- **EXERCISE**
Locate each line in the data below that contains the word "green", and copy those lines.

(Rows from a pointing dataset)
>> start
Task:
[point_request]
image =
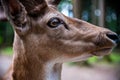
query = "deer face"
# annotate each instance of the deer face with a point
(47, 33)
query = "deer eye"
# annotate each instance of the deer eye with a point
(54, 22)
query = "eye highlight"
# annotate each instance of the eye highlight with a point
(54, 22)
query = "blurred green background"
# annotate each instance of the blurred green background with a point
(104, 13)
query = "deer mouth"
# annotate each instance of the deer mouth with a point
(102, 52)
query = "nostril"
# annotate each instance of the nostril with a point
(113, 37)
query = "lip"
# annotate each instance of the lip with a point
(101, 52)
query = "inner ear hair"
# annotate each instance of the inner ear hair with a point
(54, 2)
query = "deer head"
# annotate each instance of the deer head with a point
(43, 33)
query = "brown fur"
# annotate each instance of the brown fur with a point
(39, 50)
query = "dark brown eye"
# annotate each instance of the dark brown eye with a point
(54, 22)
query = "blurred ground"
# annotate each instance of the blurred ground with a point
(96, 72)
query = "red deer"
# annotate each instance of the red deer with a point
(45, 38)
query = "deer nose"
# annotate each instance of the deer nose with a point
(113, 37)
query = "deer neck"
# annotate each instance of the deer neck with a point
(27, 66)
(31, 70)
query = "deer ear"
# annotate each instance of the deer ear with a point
(16, 13)
(54, 2)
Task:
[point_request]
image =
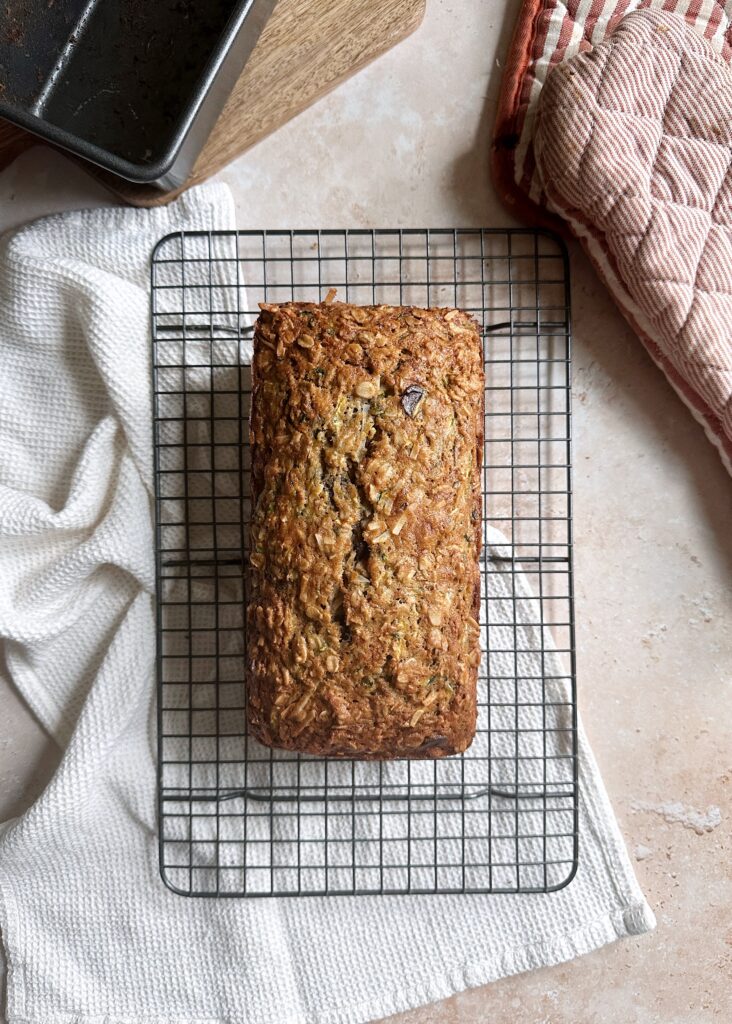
>> end
- **ANSWER BELOW**
query = "blurred green background"
# annotate each instance of the blurred green background with a point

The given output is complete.